TASK TO CARRY OUT -> From the Pomsky repetition page below, extract verbatim the passage running from "Note that most" up to and including "compiled to (?:test)_.".

-------- PASSAGE PROVIDED

Repetition

Repetitions allow matching an expression multiple times.

Syntax

let Repetition = AtomExpression RepetitionSuffix*;

let RepetitionSuffix = RepetitionCount RepetitionMode?;

let RepetitionCount =
    | '*'
    | '+'
    | '?'
    | RepetitionBraces;

let RepetitionBraces =
    | '{' Number '}'
    | '{' Number? ',' Number? '}';

let RepetitionMode =
    | 'greedy'
    | 'lazy';

See AtomExpression.

There is a restriction that a ? and + repetitions may not appear immediately after another repetition (unless the first repetition is followed by lazy or greedy). This is to prevent confusion, since .*? means a lazy repetition and .*+ a possessive repetition in regular expressions.

Example

.{4,12}
.+ lazy
('test'{3,})?

Support

Repetition is supported in all flavors. In some flavors, repetition is not supported within a lookbehind assertion.

Behavior

Every repetition has a lower bound and an optional upper bound. The braces ({lower,upper}) are the canonical way to represent a repetition.

SyntaxLower, upper bound
.{,}0, infinity
.{4,}4, infinity
.{,10}0, 10
.{4,10}4, 10
.{5}5, 5
.?0, 1
.*0, infinity
.+1, infinity

There are two repetition modes, greedy and lazy repetition. In greedy mode (the default), the regex engine tries to match the repeated expression as often as possible, whereas in lazy mode, the regex engines tries to match it as few times as possible.

The default repetition mode can be changed with enable lazy; or disable lazy;.

Compilation

Pomsky first determines the lower and upper bound of each repetition. After variable and range expansion, it may simplify nested repetitions using rules like the following:

  • x{1} = x
  • ''{a,b} = ''
  • x{a,b}{c} = x{a·c,b·c}
  • x{a}{b,c} = x{a·b,a·c}
  • (x{1,a})? = x{0,a}
  • x{1,a}? = x{0,a}
  • x*{a,b} = x*
  • x{a,b}{c,d} = x{a·c,b·d} if both a and c are 0 or 1

Note that most of these optimizations are only valid if either both repetitions are lazy or both are greedy.

Pomsky will then produce a maximally compact repetition, using ?, + or ? if possible, or using {n}, {n,} or {m,n} otherwise. If the repetition is lazy, another ? is added. For example, 'x'{1,} lazy compiles to x+?.

Sometimes the repeated expression must be wrapped in a non-capturing group, e.g. 'test'_ is compiled to (?:test)_.

Security concerns

Repetition (especially when nested) can be extremely slow, exhibiting exponential runtime, when executing the regex in a backtracking regex engine. Most regex engines use backtracking.

From the regex flavors supported by Pomsky, only Rust never uses backtracking, so it can guarantee linear runtime performance with respect to the haystack × regex length.

History

  • Implemented basic optimizations im Pomsky 0.8
  • Made + following a repetition illegal in Pomsky 0.6
  • Made ? following a repetition illegal in Pomsky 0.3
  • Changed the default repetition mode from lazy to greedy in Pomsky 0.3
  • Implemented in Pomsky 0.1

----------------
-------- DATA BLOCK

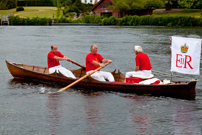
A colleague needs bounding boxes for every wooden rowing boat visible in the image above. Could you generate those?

----------------

REPLY ->
Note that most of these optimizations are only valid if either both repetitions are lazy or both are greedy.

Pomsky will then produce a maximally compact repetition, using ?, + or ? if possible, or using {n}, {n,} or {m,n} otherwise. If the repetition is lazy, another ? is added. For example, 'x'{1,} lazy compiles to x+?.

Sometimes the repeated expression must be wrapped in a non-capturing group, e.g. 'test'_ is compiled to (?:test)_.